• Document section:
***

Lim Kheng Chye is a respected senior architect and arbitrator. He is also an Advisor to the NAS Board of the National Archives of Singapore.

K. C. Lim or simply “KC” as he is affectionately known in the numismatic community, started collecting coins in 1972. His interest in tokens began when he was offered in the early 1970s a large group of Singapore merchant tokens, also known as “duit ayam” (in the local Malay language) or “cockerel money” because of the design of a cockerel found on them.

His interests later extended to all types of tokens issued and used in South East Asia, and in particular the Netherlands East Indies. The difficulty numismatists faced at the time was the dearth of available information relating to such tokens. KC was not satisfied with just collecting. He went further into researching their purposes, the reasons for their issue, the various entities that issued them, the places they came from, the types of metal or materials used, and the various varieties that existed. The many types of tokens in KC’s collection include plantation tokens issued in British North Borneo and the Netherlands East Indies; tin tokens issued by the Chinese communities in Malaya, Siam, Sumatra and Java; Singapore merchant tokens; Chinese tin cash tokens issued by Chinese communities that imitated the copper Chinese cash coins used in China; gaming tokens used in Singapore and Malaya during the Japanese Occupation in the Second World War; Singapore telephone tokens; Raffles Hotel Sarkies’ and Emmerson’s Pool tokens; tokens used in the oil refining islands of Pulau Bukom and Pulau Samboe; Singapore Harbour Board tokens, and many others. The collection was painstakingly built over some 30 years through a quest that spanned continents. It represents one of the best collections of tokens in this part of the world today.

Tokens were not KC’s only forte. His collection also includes official coinages of this region, as well as rare patterns, many of which are in choice condition, not to mention some banknotes and rubber export coupons.

***

• Data excerpt:
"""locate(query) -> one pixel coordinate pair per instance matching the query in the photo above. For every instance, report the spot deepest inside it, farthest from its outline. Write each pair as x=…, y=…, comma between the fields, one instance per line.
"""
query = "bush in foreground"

***

• Set tasks:
1 > Write out the passage from the profile of K. C. Lim above, starting at "Tokens were not" and ending at "rubber export coupons.".
2 > According to the profile of K. C. Lim, why are Singapore merchant tokens called "cockerel money"?

• Task responses:
1 >
Tokens were not KC’s only forte. His collection also includes official coinages of this region, as well as rare patterns, many of which are in choice condition, not to mention some banknotes and rubber export coupons.

2 > They have a cockerel design on them.